— Referring expression pointing data —
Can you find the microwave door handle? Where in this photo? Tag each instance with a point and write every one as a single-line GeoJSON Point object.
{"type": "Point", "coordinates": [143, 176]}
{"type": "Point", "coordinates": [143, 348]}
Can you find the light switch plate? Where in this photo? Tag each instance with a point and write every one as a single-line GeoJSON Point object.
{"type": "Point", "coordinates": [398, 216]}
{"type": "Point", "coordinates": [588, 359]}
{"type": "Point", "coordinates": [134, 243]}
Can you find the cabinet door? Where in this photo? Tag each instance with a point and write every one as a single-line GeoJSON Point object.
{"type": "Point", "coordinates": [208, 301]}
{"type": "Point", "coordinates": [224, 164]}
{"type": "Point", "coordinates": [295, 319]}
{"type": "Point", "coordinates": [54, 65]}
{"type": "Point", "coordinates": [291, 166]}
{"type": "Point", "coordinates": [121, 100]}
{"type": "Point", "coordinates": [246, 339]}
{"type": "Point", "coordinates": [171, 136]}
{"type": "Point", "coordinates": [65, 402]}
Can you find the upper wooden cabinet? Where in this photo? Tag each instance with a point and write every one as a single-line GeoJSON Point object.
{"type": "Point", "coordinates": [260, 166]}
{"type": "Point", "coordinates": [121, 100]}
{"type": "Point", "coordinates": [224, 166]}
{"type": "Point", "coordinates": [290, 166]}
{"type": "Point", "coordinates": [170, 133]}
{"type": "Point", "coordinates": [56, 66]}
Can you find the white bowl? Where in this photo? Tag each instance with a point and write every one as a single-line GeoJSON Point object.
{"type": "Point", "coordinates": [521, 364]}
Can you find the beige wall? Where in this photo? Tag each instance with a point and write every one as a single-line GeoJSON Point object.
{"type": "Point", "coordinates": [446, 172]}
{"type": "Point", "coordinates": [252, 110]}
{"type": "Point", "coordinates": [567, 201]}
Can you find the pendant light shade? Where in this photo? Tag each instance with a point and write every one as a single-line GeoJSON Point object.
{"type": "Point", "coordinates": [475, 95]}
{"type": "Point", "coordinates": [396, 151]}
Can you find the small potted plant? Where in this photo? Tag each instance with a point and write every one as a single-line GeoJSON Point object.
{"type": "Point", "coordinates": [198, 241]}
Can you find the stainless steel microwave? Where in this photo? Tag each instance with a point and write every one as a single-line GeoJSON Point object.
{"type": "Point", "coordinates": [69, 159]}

— Aim of the exercise —
The answer must be the line containing "Can you find the beige" and every line after it to the end of the records, repeated exactly.

— The completed task —
Can you find the beige wall? Where in this photo? Tag each instance with a point and write every one as a single-line GeoJSON Point object.
{"type": "Point", "coordinates": [446, 172]}
{"type": "Point", "coordinates": [252, 110]}
{"type": "Point", "coordinates": [567, 201]}
Can you find the pendant light shade? Where in this photo? Tag each instance with a point and write every one as a single-line GeoJSON Point object.
{"type": "Point", "coordinates": [475, 95]}
{"type": "Point", "coordinates": [396, 151]}
Can you find the small potted plant? Where in this photo? Tag each instance with a point and write every one as a single-line GeoJSON Point object.
{"type": "Point", "coordinates": [198, 241]}
Can you find the stainless steel microwave? Where in this photo? Tag each instance with a point and write every one as a single-line GeoJSON Point object.
{"type": "Point", "coordinates": [69, 159]}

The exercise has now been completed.